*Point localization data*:
════════════════

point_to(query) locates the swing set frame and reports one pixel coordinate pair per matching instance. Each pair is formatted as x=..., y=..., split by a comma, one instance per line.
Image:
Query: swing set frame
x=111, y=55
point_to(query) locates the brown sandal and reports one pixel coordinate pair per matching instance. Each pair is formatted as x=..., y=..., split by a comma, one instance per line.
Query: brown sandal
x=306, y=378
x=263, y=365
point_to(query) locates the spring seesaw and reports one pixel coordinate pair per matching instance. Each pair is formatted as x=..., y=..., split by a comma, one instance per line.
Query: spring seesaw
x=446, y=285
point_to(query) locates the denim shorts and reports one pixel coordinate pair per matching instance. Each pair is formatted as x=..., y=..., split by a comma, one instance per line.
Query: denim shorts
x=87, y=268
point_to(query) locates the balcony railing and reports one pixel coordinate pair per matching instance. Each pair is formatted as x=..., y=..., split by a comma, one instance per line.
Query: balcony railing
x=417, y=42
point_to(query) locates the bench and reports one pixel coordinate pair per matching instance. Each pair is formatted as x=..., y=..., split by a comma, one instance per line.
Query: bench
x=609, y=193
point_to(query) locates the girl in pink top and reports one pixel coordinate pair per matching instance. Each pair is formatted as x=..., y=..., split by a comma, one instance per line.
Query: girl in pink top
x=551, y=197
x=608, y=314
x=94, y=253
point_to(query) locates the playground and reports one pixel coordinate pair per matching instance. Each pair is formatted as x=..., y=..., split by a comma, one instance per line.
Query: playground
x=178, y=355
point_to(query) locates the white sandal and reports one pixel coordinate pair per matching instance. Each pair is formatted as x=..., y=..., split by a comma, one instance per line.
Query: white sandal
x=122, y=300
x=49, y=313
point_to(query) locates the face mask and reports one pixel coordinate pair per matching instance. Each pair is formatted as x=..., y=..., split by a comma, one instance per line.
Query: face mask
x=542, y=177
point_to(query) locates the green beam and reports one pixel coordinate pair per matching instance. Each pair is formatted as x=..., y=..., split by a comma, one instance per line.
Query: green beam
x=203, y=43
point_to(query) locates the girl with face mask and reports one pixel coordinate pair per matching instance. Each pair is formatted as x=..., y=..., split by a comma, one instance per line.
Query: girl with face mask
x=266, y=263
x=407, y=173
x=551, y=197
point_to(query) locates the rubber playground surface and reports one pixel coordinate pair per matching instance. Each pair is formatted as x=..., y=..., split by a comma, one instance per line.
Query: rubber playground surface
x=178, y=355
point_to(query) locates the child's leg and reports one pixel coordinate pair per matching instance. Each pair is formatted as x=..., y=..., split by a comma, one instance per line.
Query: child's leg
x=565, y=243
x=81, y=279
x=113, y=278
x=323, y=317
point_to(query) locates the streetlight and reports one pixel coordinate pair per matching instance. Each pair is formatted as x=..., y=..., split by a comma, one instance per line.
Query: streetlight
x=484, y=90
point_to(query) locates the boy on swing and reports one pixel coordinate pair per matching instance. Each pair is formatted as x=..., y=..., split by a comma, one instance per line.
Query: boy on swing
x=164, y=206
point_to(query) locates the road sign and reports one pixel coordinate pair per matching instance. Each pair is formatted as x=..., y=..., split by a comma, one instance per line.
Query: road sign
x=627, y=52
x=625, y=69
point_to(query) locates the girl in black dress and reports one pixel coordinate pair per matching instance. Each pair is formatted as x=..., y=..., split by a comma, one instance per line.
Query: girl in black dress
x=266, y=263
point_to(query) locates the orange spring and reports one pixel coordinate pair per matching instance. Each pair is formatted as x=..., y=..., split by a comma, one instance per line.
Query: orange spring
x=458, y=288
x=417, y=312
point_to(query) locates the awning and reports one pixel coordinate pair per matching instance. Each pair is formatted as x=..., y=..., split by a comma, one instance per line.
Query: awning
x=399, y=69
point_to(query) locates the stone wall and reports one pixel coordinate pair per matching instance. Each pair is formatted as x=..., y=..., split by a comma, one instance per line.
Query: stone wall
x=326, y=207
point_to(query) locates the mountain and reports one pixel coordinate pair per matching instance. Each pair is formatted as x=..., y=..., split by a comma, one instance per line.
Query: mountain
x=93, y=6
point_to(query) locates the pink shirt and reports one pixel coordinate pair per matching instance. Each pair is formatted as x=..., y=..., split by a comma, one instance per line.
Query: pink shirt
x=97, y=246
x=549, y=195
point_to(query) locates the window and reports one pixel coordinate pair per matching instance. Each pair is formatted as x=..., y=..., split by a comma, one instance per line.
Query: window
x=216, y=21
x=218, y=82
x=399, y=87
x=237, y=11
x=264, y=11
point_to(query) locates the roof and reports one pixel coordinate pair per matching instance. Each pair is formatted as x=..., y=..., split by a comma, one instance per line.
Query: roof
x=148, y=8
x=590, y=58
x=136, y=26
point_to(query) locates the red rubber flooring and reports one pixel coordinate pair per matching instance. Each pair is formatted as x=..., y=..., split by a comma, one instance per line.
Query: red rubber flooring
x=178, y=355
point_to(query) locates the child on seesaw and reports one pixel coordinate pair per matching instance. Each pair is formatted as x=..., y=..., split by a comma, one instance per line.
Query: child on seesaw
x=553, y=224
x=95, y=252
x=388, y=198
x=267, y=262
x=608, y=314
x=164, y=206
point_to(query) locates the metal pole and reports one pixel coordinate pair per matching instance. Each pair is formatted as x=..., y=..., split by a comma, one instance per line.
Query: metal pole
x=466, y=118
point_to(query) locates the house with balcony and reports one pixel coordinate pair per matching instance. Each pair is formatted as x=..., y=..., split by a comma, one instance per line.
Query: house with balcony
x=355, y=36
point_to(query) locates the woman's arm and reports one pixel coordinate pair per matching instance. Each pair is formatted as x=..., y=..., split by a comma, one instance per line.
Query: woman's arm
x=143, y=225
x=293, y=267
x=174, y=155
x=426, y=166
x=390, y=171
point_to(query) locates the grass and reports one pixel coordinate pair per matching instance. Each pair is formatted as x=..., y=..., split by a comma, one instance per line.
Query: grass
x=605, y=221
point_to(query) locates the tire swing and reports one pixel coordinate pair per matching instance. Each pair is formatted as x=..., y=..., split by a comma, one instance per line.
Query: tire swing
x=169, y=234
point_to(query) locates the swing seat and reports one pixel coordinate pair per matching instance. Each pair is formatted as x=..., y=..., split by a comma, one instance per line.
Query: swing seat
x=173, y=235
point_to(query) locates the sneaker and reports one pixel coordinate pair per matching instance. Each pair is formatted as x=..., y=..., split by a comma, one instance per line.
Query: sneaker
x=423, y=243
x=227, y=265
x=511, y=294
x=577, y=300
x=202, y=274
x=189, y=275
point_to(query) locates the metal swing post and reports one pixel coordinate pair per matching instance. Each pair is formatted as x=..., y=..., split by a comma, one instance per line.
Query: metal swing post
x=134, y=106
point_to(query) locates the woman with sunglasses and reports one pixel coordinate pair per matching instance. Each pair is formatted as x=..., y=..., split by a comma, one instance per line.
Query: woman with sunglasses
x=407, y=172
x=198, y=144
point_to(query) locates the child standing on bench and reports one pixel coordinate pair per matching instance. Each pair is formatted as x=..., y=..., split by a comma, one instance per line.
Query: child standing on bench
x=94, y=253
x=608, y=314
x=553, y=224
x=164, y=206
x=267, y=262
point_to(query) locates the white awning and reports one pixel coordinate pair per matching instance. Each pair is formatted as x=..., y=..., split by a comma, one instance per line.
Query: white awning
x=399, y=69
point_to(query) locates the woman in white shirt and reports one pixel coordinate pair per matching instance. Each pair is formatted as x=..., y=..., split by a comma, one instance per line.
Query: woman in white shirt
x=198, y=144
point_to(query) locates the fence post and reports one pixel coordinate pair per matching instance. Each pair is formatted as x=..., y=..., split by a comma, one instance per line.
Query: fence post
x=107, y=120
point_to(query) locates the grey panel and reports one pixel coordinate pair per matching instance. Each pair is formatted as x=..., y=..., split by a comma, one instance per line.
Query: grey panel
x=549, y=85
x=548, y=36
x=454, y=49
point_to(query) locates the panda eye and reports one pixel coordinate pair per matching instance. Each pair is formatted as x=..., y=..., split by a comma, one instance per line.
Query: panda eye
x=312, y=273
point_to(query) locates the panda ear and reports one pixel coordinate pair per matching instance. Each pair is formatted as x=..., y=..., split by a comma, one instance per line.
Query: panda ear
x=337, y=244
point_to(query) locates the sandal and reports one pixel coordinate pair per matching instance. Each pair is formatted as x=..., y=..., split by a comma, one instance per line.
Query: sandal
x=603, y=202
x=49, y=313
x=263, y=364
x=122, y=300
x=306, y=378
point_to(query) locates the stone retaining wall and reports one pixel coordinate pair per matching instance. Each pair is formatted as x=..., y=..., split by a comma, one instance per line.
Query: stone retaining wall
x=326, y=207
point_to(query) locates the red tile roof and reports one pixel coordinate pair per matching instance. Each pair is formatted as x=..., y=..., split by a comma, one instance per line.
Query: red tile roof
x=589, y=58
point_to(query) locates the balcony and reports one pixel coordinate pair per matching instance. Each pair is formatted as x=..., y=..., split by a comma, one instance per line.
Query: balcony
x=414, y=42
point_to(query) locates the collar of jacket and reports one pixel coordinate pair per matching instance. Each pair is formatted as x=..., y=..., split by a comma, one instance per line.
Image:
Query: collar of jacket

════════════════

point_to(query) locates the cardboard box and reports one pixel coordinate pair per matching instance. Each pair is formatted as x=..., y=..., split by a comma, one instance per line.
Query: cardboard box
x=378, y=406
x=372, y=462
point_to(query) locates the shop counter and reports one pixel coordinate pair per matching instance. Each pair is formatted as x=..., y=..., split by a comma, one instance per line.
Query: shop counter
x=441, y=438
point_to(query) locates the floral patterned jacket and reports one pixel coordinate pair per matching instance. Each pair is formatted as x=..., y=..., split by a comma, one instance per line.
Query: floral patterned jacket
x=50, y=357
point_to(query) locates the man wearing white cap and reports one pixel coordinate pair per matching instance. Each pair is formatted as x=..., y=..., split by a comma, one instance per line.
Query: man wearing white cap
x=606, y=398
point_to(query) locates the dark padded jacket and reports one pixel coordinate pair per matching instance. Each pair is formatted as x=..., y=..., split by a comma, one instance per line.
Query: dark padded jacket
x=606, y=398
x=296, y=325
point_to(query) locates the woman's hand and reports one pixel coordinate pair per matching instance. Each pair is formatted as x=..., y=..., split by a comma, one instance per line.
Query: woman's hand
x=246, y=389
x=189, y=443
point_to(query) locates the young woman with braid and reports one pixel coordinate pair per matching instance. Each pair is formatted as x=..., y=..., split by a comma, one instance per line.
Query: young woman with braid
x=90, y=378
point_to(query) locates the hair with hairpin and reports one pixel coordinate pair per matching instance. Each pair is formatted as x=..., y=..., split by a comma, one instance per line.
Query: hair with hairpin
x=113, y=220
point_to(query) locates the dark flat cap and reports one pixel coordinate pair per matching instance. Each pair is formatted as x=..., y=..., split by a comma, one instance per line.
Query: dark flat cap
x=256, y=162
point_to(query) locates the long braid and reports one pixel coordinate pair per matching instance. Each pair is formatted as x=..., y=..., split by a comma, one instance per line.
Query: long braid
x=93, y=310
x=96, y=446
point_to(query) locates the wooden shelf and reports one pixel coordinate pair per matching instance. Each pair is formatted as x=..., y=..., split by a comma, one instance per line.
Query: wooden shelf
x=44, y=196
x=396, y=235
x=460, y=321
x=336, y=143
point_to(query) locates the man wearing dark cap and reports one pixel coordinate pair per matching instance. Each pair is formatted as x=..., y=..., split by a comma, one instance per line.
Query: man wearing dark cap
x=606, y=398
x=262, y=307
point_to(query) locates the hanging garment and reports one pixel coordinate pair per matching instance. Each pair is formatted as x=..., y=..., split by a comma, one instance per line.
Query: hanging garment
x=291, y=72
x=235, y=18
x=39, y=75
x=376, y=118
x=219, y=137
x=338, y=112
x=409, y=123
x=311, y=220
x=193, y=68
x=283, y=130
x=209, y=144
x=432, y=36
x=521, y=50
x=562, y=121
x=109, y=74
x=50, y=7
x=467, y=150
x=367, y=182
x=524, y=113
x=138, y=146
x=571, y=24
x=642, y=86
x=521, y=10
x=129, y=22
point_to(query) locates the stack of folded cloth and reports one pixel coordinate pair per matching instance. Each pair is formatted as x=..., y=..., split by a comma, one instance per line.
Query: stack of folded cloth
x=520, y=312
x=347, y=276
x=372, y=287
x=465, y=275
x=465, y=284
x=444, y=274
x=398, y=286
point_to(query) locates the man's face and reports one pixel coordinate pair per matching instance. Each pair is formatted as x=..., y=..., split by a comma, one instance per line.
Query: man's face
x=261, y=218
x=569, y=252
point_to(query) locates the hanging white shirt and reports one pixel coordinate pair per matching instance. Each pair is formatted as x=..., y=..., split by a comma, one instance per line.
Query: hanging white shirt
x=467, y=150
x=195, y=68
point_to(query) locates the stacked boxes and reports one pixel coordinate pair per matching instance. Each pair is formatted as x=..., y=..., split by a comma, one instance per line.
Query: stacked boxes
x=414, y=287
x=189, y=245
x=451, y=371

════════════════

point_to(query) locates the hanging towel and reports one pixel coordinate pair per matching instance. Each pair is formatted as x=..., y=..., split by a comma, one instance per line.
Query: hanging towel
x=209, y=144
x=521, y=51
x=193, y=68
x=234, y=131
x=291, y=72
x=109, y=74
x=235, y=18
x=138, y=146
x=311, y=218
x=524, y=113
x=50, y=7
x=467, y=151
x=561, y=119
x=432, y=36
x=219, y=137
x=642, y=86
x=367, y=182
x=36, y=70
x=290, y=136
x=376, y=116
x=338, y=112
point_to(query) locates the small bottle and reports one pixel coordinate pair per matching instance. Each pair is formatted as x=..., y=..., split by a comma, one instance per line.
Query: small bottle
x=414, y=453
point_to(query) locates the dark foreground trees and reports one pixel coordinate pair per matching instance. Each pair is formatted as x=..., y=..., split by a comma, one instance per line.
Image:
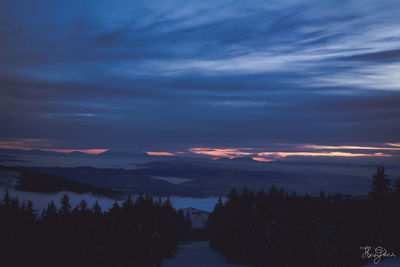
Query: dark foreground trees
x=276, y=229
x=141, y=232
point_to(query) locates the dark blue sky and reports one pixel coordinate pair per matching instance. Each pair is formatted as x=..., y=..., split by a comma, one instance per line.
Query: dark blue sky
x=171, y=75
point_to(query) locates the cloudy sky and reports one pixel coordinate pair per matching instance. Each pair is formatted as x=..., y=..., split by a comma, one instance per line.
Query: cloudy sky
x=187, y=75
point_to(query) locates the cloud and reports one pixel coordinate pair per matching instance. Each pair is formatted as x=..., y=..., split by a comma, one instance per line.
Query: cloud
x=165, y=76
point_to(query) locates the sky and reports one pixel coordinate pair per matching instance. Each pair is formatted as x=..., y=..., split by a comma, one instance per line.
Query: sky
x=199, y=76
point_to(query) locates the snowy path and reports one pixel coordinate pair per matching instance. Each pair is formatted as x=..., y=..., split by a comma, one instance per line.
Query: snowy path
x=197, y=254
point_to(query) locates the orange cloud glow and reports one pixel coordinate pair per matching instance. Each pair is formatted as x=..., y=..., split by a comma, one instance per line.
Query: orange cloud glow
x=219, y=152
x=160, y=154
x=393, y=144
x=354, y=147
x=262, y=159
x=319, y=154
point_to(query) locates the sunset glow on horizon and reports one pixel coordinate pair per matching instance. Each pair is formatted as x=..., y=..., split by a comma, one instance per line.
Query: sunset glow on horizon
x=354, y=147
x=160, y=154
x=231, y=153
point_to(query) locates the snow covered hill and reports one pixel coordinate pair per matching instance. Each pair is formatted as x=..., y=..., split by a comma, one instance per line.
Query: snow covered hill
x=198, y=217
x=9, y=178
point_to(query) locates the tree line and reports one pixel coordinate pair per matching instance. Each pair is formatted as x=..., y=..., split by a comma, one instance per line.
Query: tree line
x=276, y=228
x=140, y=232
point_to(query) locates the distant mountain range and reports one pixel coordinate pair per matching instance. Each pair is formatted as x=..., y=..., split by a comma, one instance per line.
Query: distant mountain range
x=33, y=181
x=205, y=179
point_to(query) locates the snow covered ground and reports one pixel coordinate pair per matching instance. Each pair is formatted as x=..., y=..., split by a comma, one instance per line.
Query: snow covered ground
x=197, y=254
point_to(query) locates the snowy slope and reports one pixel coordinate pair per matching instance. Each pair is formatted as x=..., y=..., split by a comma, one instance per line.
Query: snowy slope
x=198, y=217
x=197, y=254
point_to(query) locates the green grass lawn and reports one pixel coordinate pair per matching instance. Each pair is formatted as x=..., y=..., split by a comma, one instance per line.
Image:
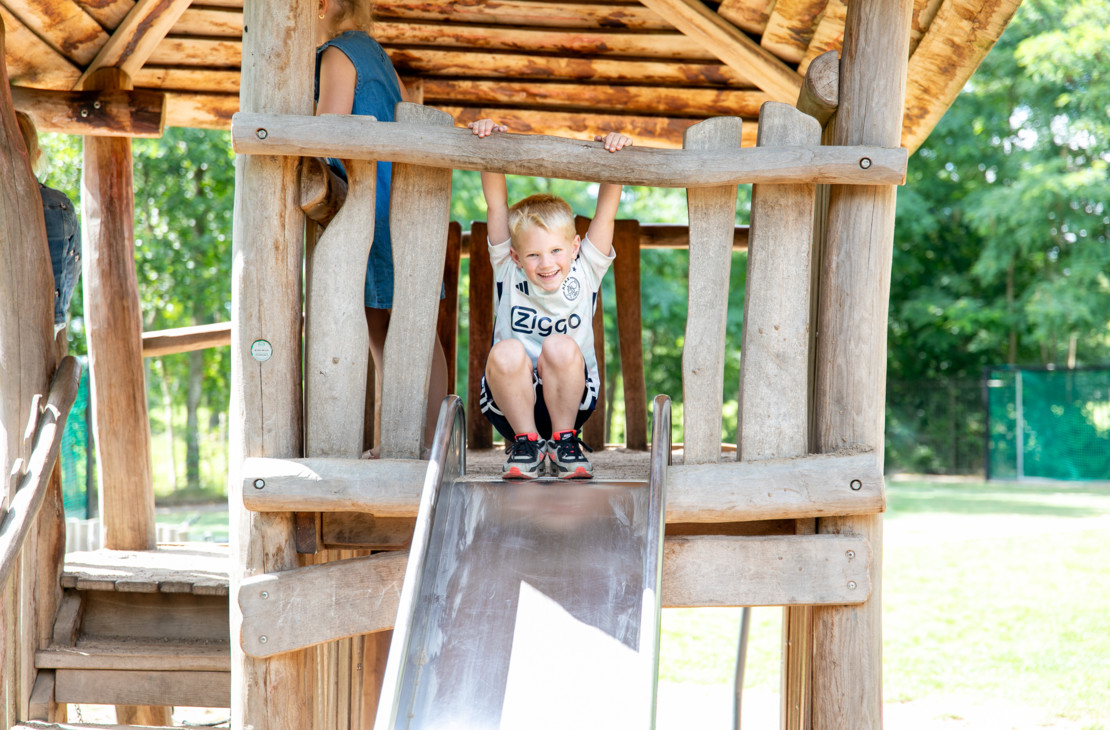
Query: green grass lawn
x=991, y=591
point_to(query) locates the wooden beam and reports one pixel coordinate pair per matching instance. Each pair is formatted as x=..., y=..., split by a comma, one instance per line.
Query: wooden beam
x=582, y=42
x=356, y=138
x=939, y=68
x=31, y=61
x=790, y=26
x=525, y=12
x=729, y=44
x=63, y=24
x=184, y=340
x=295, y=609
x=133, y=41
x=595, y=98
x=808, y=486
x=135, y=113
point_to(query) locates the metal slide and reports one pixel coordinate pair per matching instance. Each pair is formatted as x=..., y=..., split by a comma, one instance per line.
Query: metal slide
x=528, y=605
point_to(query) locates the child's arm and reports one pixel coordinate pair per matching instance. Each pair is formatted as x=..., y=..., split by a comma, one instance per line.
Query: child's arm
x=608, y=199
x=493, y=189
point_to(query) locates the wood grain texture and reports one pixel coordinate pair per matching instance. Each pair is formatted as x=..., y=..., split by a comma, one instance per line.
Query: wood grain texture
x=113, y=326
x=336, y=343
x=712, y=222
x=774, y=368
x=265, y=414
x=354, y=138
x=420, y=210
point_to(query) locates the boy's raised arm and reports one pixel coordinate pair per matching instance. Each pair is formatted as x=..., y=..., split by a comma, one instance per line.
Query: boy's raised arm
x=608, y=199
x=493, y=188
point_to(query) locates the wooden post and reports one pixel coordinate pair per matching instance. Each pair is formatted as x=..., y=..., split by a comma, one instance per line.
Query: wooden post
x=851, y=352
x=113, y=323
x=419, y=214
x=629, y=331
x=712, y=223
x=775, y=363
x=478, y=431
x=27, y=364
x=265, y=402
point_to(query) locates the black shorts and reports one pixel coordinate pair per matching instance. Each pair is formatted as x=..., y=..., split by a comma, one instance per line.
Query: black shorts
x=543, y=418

════════════════

*Work required*: Please count the lines above that contain the word "collar", and reply with the number alone.

*Response area*: 2